[What is needed] Extract all of the data and reproduce it precisely.

[Given entries]

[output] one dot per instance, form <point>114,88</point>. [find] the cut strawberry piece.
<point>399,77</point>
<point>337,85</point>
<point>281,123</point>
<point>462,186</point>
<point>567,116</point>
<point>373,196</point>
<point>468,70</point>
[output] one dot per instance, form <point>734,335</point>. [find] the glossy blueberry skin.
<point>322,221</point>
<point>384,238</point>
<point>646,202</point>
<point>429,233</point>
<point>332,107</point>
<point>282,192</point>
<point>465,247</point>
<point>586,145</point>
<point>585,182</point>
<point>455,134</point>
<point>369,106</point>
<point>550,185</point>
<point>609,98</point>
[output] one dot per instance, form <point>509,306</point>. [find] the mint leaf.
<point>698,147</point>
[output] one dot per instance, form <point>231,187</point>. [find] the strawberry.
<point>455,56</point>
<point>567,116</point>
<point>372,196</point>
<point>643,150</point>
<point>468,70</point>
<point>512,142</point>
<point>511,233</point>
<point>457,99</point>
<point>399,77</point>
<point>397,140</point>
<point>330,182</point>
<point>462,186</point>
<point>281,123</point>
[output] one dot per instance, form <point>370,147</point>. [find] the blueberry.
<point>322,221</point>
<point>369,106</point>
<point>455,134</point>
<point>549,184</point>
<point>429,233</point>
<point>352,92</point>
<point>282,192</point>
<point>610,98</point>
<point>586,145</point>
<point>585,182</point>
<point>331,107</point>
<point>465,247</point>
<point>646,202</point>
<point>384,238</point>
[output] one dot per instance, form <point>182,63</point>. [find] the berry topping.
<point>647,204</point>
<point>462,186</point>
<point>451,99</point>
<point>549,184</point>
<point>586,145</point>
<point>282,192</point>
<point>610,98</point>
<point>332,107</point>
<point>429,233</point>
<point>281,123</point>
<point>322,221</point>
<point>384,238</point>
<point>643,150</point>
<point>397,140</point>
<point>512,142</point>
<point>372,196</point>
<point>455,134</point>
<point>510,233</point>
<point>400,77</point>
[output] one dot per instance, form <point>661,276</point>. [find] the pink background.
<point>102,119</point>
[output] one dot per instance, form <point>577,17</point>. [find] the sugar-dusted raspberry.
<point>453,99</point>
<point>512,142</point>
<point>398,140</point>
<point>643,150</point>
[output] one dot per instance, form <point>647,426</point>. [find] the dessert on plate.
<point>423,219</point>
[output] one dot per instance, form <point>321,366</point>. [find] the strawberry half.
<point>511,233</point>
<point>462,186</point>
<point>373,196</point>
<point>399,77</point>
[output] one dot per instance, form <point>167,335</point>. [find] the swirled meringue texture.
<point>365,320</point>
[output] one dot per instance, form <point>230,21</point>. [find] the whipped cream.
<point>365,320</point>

[Result for this task]
[output] one dot per instance, form <point>114,88</point>. [find] the cut strawberry piece.
<point>399,77</point>
<point>337,85</point>
<point>281,123</point>
<point>462,186</point>
<point>567,116</point>
<point>373,196</point>
<point>468,70</point>
[output] one dot per instance, form <point>734,335</point>. [find] the glossy blueberry skin.
<point>322,221</point>
<point>384,238</point>
<point>646,202</point>
<point>429,233</point>
<point>332,107</point>
<point>282,192</point>
<point>465,247</point>
<point>586,145</point>
<point>585,182</point>
<point>455,134</point>
<point>369,106</point>
<point>550,185</point>
<point>609,98</point>
[output] one dot per instance, form <point>509,306</point>. [find] the mint leaf.
<point>698,147</point>
[output] one dot per instance, form <point>231,187</point>. [find] the strawberry.
<point>455,56</point>
<point>567,116</point>
<point>372,196</point>
<point>643,150</point>
<point>468,70</point>
<point>512,142</point>
<point>511,233</point>
<point>457,99</point>
<point>399,77</point>
<point>397,140</point>
<point>330,182</point>
<point>462,186</point>
<point>281,123</point>
[output] one dot per instance, form <point>370,147</point>. [find] the blueberry.
<point>322,221</point>
<point>369,106</point>
<point>455,134</point>
<point>549,184</point>
<point>429,233</point>
<point>352,92</point>
<point>282,192</point>
<point>610,98</point>
<point>586,145</point>
<point>585,182</point>
<point>331,107</point>
<point>465,247</point>
<point>646,202</point>
<point>384,238</point>
[output] one dot per instance, form <point>182,63</point>. [find] the berry topping.
<point>647,204</point>
<point>462,186</point>
<point>451,99</point>
<point>549,184</point>
<point>586,145</point>
<point>282,192</point>
<point>610,98</point>
<point>332,107</point>
<point>429,233</point>
<point>281,123</point>
<point>322,221</point>
<point>384,238</point>
<point>643,150</point>
<point>397,140</point>
<point>512,142</point>
<point>372,196</point>
<point>455,134</point>
<point>510,233</point>
<point>400,77</point>
[output] one dot per instance, form <point>661,276</point>. [find] the pink background.
<point>102,119</point>
[output] one dot per instance, form <point>577,17</point>. [find] the sugar-dusted raspberry.
<point>453,99</point>
<point>512,142</point>
<point>398,140</point>
<point>643,150</point>
[output] one dot per instance, form <point>647,426</point>. [find] the dessert on plate.
<point>423,219</point>
[output] one dot per instance, form <point>321,366</point>. [find] the strawberry half.
<point>511,233</point>
<point>462,186</point>
<point>373,196</point>
<point>399,77</point>
[output] one dot per instance, form <point>167,335</point>. [find] the swirled meringue texture.
<point>365,320</point>
[output] one dot per instance, form <point>230,21</point>. [find] the whipped cream.
<point>365,320</point>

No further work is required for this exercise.